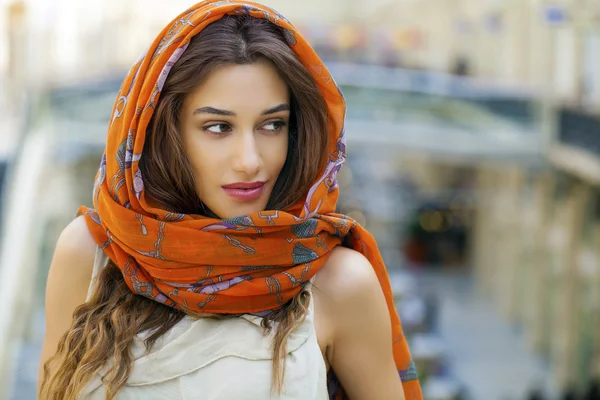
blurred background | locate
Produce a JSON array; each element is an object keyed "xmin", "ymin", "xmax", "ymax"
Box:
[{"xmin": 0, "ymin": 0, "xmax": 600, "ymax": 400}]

---

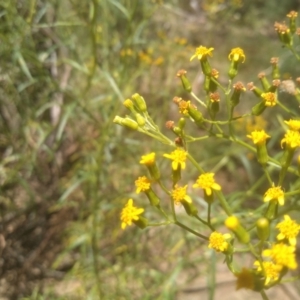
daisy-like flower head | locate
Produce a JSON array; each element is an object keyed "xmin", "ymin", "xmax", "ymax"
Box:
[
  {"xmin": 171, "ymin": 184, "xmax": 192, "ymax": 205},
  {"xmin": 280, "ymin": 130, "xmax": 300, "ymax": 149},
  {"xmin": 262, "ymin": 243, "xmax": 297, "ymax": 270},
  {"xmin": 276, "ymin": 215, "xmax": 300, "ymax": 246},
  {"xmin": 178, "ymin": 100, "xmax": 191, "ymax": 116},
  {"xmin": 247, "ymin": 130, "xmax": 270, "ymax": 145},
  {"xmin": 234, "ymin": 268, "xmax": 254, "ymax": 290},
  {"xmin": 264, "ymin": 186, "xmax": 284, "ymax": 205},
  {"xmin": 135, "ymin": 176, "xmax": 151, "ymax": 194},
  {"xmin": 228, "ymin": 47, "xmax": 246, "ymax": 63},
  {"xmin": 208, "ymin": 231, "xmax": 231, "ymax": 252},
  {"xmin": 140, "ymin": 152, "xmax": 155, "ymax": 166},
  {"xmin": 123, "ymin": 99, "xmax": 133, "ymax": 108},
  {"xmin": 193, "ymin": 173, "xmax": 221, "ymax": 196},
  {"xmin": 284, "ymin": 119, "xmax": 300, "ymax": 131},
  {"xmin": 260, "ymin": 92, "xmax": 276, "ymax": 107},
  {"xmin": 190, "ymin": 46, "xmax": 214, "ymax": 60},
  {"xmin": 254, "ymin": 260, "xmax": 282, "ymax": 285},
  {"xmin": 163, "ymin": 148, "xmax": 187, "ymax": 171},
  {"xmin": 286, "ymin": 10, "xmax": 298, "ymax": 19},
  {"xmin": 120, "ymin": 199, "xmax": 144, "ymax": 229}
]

...

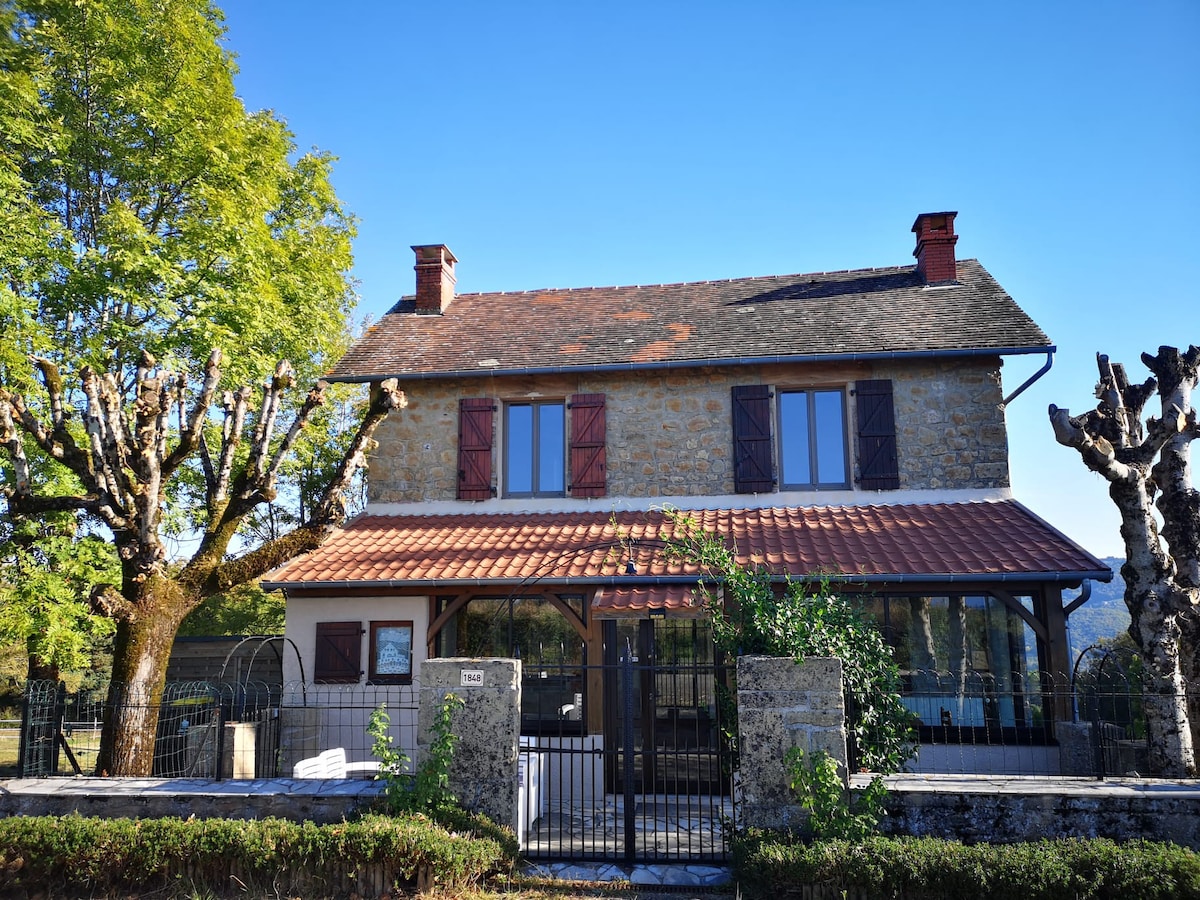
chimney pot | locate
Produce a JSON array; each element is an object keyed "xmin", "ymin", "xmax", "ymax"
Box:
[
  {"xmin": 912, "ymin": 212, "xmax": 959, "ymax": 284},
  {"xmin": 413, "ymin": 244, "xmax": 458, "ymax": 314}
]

> _Problema planteado_
Localiza en las filas de arriba cada línea que contenga la palabra "locate" y cópiala. Las mayúsculas y minúsculas cuentan.

> _Resultado_
blurred background | locate
daisy-like flower head | locate
chimney pot | locate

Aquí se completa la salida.